___ PASSAGE FOR REVIEW ___

Hypothesis 2: Blood Pressure and Sepsis
T-statistic: 1.495353813655633
P-value: 0.1353505282559576

Interpretation:
The p-value (0.135) is greater than the conventional significance level of 0.05. 

We fail to reject the null hypothesis. 

This means we don't have sufficient evidence to conclude that there's a significant difference in blood pressure between patients with and without sepsis.

Implication:
Based on this data, blood pressure (PR) does not appear to be significantly associated with sepsis. However, this doesn't necessarily mean there's no relationship; it just indicates that we couldn't detect a statistically significant difference with this particular dataset and test.

**Hypothesis 3: Insurance and Sepsis**

Null Hypothesis (H0): There is no association between insurance status and the occurrence of sepsis.

___ INFORMATION SUPPLIED ___

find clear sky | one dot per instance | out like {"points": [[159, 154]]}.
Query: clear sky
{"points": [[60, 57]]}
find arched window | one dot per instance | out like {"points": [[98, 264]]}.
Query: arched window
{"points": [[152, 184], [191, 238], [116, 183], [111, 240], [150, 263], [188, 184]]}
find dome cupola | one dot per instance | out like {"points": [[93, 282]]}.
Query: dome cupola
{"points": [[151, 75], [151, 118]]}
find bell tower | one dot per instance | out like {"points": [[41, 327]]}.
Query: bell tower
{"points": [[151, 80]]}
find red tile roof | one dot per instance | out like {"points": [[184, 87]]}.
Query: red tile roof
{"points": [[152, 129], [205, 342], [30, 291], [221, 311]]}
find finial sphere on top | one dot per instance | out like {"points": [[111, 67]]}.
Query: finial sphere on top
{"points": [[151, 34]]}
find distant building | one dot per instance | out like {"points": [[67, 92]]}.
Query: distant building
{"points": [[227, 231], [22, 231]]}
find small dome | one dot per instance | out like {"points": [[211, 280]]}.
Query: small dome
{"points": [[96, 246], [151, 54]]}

___
___ INFORMATION SUPPLIED ___

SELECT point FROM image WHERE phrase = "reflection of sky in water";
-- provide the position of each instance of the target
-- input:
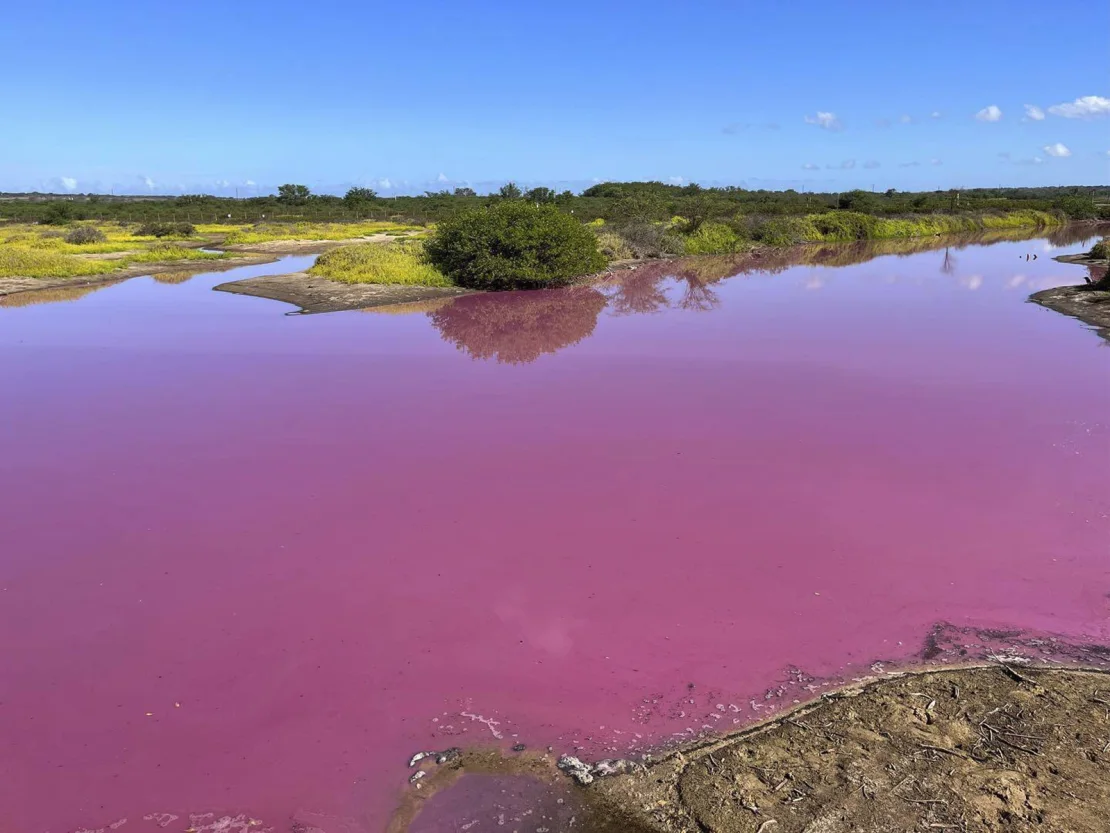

___

• **TO DO**
A: In the sepsis hypothesis text, do these statements agree with it? Answer yes or no for each, quoting the words of the text that decide it. (i) The p-value reported for Hypothesis 2 is above 0.05. (ii) The text concludes that blood pressure has no relationship with sepsis. (iii) The null hypothesis for Hypothesis 3 concerns insurance status.
B: Write the next part of the sepsis hypothesis text, picking up right after its last sentence.

• **SET OF ANSWERS**
A:
(i) Yes: "The p-value (0.135) is greater than the conventional significance level of 0.05."
(ii) No: "this doesn't necessarily mean there's no relationship"
(iii) Yes: "There is no association between insurance status and the occurrence of sepsis."

B:
Alternative Hypothesis (H1): There is an association between insurance status and the occurrence of sepsis.

Hypothesis 3: Insurance and Sepsis
Chi-square statistic: 2.0712782081677066
P-value: 0.1500956791860619

Interpretation:
The p-value (0.150) is greater than 0.05, meaning we fail to reject the null hypothesis. 
We don't have sufficient evidence to conclude that there's a significant association between insurance status and the occurrence of sepsis.

Implication:
Based on this analysis, insurance status does not appear to be significantly associated with sepsis occurrence. This suggests that having or not having insurance might not directly influence the likelihood of developing sepsis, at least in this dataset.

In [3]:
import pandas as pd
import scipy.stats as stats

# Load the dataset
data = pd.read_csv("F:\\school\\Azubi Africa\\P5-ML-API\\data\\Paitients_Files_Train.csv")

# Hypothesis 1: Age and Sepsis
sepsis_age = data[data['Sepssis'] == 'Positive']['Age']
non_sepsis_age = data[data['Sepssis'] == 'Negative']['Age']
t_stat, p_value = stats.ttest_ind(sepsis_age, non_sepsis_age)
print("Hypothesis 1 - Age and Sepsis:")
print(f"T-statistic: {t_stat}, P-value: {p_value}")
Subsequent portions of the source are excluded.